Directions for this task: When you reach the line containing "Place one point per instance of the rock face." in the data below, reproduce it and every line that follows, exactly and without additions.
—————
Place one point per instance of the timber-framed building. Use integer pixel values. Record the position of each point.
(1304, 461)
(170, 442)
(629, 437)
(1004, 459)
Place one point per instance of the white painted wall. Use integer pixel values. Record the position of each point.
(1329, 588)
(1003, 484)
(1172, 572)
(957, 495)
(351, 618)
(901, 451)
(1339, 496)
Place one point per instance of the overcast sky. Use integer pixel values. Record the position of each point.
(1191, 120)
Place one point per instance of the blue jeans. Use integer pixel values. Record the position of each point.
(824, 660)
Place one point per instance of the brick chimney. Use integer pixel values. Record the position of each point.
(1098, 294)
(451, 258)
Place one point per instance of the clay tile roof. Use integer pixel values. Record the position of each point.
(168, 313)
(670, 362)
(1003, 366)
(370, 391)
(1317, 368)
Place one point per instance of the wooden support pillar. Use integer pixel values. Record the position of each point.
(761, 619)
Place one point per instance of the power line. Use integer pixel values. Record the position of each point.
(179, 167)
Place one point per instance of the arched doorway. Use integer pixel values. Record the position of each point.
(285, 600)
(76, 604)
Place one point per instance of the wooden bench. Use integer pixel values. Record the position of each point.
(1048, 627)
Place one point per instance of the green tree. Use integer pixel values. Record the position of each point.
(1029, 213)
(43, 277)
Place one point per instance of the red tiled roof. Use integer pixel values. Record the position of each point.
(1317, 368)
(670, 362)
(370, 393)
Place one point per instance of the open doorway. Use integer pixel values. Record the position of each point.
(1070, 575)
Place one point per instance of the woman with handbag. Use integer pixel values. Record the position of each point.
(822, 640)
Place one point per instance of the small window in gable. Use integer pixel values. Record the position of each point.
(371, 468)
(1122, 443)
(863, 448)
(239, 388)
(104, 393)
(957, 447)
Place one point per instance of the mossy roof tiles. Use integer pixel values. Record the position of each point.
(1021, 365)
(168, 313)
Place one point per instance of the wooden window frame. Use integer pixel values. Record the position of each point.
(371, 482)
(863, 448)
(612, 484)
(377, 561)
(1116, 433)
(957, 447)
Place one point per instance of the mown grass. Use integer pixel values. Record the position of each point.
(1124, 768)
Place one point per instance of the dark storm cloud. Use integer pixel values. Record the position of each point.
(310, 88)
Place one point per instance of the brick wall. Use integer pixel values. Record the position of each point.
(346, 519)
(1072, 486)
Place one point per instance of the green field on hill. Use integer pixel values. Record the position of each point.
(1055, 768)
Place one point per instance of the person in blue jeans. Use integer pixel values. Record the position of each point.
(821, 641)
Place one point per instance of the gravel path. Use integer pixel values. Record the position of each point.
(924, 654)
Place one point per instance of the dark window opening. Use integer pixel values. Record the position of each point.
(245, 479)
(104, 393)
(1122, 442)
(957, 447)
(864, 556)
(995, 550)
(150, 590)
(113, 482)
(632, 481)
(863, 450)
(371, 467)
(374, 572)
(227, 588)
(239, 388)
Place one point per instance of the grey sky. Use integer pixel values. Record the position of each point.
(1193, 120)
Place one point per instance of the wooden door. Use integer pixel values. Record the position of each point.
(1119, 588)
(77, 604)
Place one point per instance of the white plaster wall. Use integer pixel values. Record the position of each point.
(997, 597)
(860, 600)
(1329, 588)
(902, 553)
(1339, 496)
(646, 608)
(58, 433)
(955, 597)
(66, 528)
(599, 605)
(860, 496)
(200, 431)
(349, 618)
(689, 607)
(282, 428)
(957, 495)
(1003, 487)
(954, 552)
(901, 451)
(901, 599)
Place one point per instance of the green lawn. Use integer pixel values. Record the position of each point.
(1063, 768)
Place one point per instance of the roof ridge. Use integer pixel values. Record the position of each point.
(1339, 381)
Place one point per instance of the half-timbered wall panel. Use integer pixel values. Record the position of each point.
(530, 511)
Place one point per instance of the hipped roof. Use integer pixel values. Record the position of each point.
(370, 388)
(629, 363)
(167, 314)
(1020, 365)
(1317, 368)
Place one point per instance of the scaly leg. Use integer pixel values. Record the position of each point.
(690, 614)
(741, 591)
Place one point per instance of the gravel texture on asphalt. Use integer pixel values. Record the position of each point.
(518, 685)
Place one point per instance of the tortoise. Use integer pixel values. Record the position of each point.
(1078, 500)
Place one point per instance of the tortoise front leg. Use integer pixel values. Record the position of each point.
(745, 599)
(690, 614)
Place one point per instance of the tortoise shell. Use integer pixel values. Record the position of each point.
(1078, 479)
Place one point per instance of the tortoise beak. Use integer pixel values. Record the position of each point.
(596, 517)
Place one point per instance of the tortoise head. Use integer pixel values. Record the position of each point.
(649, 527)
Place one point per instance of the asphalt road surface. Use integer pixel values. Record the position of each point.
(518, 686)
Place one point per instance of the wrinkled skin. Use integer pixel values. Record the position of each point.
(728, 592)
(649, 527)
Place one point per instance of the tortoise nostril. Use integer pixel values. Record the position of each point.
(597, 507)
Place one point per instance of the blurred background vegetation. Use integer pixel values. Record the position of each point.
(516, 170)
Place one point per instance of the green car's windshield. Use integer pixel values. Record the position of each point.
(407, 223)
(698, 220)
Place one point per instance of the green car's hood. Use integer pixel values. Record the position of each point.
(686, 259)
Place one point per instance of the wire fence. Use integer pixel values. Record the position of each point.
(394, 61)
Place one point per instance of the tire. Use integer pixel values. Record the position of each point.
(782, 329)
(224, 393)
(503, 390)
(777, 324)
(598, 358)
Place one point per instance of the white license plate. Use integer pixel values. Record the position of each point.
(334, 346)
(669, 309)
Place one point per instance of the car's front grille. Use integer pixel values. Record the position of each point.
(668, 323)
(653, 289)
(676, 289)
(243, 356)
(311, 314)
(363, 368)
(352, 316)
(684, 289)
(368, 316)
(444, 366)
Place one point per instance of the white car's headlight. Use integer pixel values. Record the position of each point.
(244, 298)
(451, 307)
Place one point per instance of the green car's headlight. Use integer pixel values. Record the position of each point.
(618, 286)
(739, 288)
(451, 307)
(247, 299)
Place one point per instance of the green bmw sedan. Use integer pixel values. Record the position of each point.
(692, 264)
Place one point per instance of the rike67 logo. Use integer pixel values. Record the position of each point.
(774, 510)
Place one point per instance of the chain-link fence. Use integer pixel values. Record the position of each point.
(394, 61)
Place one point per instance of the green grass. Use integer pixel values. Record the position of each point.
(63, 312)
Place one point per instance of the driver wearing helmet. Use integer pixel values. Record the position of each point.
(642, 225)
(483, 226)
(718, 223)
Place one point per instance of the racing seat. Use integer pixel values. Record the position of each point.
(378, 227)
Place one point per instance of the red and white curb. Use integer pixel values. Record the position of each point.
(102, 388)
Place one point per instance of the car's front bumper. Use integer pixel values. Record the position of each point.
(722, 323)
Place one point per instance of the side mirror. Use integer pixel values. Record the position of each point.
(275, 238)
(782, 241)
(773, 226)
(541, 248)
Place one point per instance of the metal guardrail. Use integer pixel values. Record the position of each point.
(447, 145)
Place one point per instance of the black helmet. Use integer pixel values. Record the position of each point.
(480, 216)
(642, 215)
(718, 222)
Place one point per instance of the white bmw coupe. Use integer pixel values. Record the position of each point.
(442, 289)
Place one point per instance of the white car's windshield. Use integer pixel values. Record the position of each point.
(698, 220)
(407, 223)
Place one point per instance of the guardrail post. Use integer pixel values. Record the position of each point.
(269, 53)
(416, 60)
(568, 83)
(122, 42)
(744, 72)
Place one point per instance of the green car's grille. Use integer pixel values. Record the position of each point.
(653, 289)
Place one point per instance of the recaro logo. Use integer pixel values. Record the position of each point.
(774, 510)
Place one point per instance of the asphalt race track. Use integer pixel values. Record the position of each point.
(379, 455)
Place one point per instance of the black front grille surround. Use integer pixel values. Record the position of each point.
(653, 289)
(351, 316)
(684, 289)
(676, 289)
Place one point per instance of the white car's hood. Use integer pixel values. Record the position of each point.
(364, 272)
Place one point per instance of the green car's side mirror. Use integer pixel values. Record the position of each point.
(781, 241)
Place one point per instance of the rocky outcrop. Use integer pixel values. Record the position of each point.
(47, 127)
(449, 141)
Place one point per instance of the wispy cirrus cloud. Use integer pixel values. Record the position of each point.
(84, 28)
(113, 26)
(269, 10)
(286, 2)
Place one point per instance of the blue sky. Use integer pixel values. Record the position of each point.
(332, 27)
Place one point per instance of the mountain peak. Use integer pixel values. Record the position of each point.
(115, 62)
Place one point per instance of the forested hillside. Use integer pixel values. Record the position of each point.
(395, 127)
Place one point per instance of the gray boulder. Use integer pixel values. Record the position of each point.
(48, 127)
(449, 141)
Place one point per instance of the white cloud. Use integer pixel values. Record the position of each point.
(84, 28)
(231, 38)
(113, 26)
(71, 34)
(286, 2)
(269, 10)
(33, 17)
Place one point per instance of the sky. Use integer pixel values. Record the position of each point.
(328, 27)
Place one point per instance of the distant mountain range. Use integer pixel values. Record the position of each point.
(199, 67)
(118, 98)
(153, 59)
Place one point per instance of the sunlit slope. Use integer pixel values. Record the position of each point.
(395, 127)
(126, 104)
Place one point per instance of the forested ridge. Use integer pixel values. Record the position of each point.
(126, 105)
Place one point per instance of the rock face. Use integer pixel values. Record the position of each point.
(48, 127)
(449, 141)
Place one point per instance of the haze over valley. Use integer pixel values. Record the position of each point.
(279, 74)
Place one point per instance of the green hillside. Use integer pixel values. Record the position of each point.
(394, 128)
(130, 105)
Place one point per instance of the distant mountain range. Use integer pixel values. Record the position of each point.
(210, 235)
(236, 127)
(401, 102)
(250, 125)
—————
Solution to this exercise:
Place one point per instance of the rock face. Use integer pixel values. Record the position of each point.
(48, 127)
(449, 141)
Place one point per instance of the haze over valley. Use integer pixel values. Record the position of each point.
(279, 74)
Place one point per instance of the green hillside. Use integer pixel values. Record the position of each point.
(394, 128)
(130, 105)
Place one point per instance of the distant mountain range. Use integer pixel values. Record the position of each point.
(210, 235)
(236, 127)
(401, 102)
(250, 125)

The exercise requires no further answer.